- Opening Delimiter -
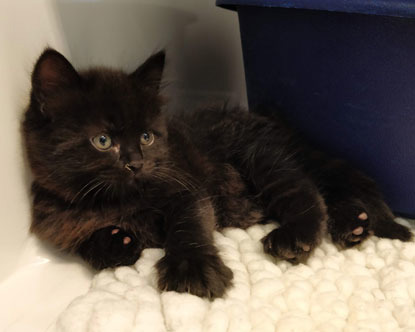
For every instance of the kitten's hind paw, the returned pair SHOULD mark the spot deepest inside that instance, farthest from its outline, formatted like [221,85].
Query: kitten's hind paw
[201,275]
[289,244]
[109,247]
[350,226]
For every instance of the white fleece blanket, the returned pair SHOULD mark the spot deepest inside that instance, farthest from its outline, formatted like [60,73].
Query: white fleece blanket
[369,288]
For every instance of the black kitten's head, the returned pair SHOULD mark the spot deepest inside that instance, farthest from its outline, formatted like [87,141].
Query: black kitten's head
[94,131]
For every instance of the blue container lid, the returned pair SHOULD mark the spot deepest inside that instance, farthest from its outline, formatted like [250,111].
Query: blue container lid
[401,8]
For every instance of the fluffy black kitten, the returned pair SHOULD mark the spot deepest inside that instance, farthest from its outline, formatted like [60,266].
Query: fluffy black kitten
- Closing Delimiter -
- Opening Delimiter -
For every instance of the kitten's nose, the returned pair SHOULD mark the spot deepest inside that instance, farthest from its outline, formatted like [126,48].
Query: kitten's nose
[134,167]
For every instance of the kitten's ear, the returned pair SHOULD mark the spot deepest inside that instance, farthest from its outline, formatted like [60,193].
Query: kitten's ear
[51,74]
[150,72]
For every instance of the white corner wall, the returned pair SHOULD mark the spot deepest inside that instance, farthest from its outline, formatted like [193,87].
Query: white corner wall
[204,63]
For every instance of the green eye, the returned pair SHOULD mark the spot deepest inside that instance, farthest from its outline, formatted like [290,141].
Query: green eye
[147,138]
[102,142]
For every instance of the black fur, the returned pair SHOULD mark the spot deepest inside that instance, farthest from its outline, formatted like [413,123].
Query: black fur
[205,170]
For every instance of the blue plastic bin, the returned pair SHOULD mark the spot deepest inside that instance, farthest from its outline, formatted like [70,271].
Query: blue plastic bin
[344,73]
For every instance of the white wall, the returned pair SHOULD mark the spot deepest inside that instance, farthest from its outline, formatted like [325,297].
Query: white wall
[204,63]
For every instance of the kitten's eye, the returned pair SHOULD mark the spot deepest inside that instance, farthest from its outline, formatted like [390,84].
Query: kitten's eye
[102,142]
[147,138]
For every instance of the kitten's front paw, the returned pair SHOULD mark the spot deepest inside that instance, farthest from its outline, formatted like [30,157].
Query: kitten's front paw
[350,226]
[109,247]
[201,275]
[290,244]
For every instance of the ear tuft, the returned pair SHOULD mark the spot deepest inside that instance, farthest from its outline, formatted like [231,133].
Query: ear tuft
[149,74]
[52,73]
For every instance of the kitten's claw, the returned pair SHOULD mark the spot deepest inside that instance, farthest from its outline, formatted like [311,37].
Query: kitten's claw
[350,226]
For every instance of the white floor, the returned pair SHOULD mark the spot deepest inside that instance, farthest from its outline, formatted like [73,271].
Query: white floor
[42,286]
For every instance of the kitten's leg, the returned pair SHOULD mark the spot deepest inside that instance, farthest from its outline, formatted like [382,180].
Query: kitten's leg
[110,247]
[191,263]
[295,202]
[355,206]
- Closing Delimiter -
**Required action:**
Using the material above, transcribe exactly the lines from the line with "For every instance of the blue container" to the line with "Query: fluffy black kitten"; both count, and nothing else goes in.

**Output for this task:**
For every instance of the blue container lid, the returned pair SHOULD mark the spot deepest inside that instance, farthest from its outline, formatted like [250,111].
Query: blue container lid
[401,8]
For every instance of the fluffy black kitten, the returned pair SHOULD mark the spot deepest inside that instance, farthest from its outline, formatted like [60,266].
Query: fluffy black kitten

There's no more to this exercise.